Report how many lines in the items below contain the string "mullein". Treat uppercase and lowercase as different, and give only the number.

--- Start of AVAILABLE RECORDS ---

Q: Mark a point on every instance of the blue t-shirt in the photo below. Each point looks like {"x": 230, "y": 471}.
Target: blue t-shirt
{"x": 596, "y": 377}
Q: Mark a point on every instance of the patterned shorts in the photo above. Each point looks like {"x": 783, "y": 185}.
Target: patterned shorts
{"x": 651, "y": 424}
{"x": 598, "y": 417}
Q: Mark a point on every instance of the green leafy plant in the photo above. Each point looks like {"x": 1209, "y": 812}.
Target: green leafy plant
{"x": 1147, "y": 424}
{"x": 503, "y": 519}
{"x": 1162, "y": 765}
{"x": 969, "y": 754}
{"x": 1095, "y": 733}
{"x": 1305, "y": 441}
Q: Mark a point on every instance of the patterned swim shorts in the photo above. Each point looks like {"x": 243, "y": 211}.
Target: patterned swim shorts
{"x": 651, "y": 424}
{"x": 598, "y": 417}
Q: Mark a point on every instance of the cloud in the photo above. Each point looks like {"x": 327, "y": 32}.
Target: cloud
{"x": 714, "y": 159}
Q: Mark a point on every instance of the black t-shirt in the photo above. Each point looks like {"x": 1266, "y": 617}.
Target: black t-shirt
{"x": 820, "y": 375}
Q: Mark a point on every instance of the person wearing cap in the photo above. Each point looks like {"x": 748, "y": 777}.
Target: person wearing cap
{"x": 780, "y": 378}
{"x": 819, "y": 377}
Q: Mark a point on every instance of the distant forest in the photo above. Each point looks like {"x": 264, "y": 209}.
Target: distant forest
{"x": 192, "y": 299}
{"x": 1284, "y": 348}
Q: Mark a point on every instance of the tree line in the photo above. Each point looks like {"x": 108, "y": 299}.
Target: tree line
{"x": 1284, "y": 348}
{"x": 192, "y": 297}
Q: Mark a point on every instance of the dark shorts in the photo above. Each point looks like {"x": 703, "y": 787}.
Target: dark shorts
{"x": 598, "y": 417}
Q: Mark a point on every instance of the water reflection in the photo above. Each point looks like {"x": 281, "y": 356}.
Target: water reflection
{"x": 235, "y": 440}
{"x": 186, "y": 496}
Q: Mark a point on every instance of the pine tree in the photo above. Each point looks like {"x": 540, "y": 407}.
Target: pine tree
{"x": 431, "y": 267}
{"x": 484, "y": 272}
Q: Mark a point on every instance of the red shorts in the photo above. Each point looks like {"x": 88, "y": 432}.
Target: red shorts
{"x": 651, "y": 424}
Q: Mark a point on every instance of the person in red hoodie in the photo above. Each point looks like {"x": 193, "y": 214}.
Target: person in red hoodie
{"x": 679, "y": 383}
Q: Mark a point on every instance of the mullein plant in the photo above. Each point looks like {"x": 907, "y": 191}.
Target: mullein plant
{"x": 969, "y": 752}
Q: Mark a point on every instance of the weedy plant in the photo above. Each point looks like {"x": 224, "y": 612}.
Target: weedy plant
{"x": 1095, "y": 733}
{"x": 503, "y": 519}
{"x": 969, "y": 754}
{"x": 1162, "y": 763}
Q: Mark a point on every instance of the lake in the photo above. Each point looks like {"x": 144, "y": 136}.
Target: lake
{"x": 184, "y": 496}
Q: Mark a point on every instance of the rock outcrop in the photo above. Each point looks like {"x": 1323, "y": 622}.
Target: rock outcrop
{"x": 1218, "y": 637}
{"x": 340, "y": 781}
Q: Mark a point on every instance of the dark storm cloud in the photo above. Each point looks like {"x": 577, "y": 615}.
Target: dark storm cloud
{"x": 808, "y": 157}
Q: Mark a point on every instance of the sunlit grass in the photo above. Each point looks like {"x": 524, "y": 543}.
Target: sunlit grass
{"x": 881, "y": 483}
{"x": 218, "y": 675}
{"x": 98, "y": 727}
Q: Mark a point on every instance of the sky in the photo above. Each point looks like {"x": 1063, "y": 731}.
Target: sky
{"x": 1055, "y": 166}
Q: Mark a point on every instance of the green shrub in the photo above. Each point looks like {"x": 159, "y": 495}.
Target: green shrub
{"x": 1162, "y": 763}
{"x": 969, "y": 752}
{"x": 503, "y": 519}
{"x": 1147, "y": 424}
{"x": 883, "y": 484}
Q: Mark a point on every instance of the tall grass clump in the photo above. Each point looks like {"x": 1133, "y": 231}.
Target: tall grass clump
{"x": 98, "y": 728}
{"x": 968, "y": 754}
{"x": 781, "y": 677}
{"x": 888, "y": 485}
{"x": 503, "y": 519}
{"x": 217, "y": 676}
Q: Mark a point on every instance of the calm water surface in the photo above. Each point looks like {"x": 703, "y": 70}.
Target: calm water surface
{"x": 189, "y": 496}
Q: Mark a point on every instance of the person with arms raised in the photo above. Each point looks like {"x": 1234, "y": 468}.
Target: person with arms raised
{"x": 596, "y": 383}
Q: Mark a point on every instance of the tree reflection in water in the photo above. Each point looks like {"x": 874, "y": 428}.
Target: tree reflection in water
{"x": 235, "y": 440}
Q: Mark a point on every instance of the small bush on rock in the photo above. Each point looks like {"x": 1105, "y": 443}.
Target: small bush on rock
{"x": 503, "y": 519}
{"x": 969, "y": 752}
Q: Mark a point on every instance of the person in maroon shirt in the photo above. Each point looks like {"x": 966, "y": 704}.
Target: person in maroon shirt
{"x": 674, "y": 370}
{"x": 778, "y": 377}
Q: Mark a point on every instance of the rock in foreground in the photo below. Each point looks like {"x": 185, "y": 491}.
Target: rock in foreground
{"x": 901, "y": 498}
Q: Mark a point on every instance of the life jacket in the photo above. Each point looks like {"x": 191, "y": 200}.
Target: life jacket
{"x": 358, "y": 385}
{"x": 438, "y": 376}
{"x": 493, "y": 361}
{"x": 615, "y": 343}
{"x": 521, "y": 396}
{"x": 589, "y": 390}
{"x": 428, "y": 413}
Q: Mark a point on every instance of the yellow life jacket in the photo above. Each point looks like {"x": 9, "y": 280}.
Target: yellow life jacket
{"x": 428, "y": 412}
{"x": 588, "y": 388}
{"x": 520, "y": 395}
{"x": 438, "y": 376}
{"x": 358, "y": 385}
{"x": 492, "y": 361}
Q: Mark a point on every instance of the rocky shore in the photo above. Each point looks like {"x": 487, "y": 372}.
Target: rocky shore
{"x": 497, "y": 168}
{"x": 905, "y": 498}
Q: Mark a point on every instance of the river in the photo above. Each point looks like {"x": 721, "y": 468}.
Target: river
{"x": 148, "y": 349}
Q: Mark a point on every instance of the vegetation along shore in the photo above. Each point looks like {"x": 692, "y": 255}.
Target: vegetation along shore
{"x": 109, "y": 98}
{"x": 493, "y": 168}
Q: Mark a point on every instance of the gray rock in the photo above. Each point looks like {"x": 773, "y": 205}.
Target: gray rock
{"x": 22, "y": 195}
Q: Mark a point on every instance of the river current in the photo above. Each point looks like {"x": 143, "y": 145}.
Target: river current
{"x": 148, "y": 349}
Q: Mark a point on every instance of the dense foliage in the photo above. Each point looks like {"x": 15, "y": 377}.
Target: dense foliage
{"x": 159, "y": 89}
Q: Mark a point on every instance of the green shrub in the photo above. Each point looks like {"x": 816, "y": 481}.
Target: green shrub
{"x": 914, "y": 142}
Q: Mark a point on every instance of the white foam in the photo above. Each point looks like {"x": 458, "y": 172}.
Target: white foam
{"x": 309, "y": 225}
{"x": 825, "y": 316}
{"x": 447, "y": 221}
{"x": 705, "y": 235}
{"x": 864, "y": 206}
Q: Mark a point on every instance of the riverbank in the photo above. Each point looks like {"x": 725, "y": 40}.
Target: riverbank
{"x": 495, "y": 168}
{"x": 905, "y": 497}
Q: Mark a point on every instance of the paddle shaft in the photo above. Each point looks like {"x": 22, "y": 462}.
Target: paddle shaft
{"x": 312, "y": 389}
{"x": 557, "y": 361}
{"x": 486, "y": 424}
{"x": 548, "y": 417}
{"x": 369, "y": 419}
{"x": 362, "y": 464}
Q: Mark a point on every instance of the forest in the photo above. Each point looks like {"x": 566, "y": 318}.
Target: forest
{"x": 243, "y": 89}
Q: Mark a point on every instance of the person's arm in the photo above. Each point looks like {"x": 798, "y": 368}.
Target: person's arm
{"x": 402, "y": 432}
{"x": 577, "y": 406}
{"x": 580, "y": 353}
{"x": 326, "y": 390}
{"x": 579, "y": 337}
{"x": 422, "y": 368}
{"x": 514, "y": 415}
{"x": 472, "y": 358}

--- End of AVAILABLE RECORDS ---
--- Start of AVAILABLE RECORDS ---

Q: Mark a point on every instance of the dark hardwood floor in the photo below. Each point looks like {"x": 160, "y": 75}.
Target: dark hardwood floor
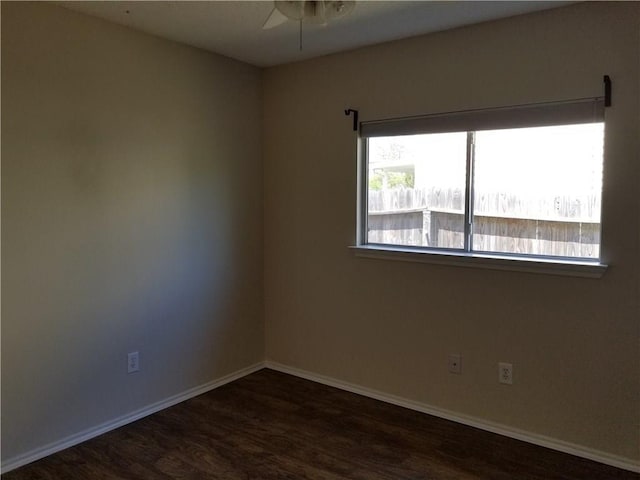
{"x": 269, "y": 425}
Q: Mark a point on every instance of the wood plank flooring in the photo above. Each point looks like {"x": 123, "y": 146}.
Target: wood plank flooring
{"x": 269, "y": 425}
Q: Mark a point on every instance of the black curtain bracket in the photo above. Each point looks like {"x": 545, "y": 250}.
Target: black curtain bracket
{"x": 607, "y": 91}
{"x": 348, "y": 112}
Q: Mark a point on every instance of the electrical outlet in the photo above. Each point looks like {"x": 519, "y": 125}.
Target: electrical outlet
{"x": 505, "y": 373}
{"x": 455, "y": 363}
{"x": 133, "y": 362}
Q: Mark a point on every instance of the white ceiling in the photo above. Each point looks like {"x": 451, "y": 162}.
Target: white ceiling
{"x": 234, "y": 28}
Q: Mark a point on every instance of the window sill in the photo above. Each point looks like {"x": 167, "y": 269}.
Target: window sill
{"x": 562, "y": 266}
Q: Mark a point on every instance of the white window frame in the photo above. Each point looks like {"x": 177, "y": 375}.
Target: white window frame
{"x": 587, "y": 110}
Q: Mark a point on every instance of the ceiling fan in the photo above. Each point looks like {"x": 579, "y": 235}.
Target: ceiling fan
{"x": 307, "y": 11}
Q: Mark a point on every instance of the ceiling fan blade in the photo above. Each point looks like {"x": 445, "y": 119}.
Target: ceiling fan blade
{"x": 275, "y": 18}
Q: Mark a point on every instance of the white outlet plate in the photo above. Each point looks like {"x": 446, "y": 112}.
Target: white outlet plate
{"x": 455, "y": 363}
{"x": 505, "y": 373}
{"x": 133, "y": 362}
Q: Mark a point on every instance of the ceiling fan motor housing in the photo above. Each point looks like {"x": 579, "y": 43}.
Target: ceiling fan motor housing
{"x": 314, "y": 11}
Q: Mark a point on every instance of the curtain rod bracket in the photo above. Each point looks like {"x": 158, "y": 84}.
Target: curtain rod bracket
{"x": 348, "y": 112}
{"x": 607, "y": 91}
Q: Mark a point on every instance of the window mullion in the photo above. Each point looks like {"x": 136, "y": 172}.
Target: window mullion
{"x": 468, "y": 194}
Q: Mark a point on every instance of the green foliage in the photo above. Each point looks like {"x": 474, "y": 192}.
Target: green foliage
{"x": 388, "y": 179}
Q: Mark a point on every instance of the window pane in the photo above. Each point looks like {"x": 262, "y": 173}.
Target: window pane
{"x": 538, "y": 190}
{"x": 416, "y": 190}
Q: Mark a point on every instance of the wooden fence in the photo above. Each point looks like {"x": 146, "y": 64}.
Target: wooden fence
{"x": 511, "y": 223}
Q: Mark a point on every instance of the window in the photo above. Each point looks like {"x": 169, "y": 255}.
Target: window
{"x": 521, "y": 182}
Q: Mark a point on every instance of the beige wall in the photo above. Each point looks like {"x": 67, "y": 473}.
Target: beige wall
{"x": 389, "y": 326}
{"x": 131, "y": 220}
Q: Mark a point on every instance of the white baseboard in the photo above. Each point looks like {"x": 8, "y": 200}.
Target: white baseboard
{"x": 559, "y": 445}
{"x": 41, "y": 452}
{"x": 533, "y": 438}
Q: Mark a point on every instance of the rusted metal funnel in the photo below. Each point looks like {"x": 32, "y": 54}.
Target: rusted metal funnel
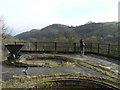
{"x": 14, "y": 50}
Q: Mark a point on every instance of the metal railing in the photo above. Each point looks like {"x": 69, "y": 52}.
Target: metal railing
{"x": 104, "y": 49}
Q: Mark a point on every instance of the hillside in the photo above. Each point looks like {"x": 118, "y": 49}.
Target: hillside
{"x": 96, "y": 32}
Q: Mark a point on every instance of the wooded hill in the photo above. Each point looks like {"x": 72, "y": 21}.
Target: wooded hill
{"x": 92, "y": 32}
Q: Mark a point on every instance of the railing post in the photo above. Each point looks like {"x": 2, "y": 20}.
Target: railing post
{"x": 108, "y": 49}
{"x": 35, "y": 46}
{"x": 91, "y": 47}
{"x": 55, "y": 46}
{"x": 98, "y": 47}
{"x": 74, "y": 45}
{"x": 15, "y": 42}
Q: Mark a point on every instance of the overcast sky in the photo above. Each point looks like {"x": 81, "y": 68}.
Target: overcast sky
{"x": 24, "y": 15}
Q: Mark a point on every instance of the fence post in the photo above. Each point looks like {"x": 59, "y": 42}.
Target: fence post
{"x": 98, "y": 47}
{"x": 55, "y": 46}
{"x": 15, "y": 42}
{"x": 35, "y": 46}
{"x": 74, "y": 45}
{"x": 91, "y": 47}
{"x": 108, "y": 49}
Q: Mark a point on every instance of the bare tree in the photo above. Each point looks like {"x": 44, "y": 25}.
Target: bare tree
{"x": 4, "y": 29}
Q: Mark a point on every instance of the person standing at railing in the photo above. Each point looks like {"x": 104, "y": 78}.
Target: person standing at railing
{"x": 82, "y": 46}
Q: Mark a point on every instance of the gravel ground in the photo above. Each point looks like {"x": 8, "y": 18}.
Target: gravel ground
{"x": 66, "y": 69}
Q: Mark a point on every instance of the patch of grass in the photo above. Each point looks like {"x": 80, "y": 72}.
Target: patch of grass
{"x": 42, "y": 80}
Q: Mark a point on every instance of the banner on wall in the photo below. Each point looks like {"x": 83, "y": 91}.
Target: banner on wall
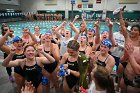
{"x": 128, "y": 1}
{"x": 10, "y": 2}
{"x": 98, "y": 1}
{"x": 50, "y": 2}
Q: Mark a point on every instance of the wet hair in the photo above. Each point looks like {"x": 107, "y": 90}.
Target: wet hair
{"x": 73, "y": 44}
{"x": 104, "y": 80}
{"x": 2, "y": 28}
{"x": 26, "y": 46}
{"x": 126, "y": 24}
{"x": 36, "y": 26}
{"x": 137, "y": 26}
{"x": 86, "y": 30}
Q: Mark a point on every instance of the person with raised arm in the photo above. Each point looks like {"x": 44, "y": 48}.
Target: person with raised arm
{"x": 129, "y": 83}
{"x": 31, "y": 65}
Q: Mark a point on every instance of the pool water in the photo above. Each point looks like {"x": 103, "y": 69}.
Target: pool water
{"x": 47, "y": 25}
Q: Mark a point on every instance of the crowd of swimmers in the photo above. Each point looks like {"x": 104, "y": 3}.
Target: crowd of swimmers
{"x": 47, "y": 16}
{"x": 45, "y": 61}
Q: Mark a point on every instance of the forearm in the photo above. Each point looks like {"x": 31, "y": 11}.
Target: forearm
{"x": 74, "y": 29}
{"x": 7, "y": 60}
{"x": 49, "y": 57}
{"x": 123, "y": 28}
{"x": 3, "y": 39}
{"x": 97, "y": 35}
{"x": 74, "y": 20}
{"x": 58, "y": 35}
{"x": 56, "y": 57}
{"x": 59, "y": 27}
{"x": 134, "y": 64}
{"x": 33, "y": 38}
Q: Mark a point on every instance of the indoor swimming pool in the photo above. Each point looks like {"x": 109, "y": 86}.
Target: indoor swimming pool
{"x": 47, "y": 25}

--- End of AVAILABLE RECORDS ---

→ **SOLUTION TO THIS PROBLEM**
2